WHAT IS BEING ASKED: Count the lines below that contain the word "lamp" and give only that number.

(Dataset excerpts on object pointing)
***
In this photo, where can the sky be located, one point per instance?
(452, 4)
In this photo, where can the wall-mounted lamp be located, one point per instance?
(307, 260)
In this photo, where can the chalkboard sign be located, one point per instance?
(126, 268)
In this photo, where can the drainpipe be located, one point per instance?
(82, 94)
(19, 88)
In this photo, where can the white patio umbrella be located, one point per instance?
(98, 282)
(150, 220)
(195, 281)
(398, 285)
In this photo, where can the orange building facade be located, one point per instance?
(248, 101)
***
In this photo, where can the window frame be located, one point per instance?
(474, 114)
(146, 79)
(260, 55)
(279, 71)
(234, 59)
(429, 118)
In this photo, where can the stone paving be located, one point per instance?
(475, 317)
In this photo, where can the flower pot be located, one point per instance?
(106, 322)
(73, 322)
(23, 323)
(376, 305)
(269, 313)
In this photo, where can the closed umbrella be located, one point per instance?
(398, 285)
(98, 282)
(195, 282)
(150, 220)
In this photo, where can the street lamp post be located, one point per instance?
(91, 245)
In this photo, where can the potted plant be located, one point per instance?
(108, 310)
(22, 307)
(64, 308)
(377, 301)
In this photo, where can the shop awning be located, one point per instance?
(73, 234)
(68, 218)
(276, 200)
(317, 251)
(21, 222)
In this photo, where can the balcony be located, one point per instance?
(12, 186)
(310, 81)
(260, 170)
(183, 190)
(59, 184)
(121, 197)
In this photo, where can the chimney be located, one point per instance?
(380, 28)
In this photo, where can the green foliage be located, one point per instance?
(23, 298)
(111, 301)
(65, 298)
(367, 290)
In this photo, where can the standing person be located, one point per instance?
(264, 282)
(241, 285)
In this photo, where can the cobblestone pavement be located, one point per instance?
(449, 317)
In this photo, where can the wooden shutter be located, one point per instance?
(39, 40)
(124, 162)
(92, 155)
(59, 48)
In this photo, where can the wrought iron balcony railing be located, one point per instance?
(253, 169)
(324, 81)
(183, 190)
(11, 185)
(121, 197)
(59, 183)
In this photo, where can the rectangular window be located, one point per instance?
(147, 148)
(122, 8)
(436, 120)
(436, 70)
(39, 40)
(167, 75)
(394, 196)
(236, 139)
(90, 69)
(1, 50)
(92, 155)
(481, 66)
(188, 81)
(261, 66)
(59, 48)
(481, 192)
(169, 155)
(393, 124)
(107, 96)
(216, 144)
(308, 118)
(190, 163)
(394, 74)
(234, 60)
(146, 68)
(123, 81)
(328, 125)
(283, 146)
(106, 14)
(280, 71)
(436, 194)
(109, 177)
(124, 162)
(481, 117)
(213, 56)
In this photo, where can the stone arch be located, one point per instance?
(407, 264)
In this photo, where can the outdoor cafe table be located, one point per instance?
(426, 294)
***
SOLUTION TO THIS PROBLEM: 2